_AIM OF THE EXERCISE:_ Turn every line of the records below into a Markdown table with the columns No. and Line. Number the rows and skip blank lines.

** begin WORKING DATA **

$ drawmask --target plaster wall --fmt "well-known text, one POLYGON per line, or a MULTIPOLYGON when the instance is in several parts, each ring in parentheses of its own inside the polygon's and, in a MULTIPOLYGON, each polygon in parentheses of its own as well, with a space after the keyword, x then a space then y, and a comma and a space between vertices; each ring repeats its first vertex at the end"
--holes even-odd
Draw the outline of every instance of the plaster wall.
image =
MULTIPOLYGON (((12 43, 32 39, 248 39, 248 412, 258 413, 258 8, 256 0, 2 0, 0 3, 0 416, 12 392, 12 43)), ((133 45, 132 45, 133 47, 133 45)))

** end WORKING DATA **

_ANSWER BELOW:_
| No. | Line |
|---|---|
| 1 | $ drawmask --target plaster wall --fmt "well-known text, one POLYGON per line, or a MULTIPOLYGON when the instance is in several parts, each ring in parentheses of its own inside the polygon's and, in a MULTIPOLYGON, each polygon in parentheses of its own as well, with a space after the keyword, x then a space then y, and a comma and a space between vertices; each ring repeats its first vertex at the end" |
| 2 | --holes even-odd |
| 3 | Draw the outline of every instance of the plaster wall. |
| 4 | image = |
| 5 | MULTIPOLYGON (((12 43, 32 39, 248 39, 248 412, 258 413, 258 8, 256 0, 2 0, 0 3, 0 416, 12 392, 12 43)), ((133 45, 132 45, 133 47, 133 45))) |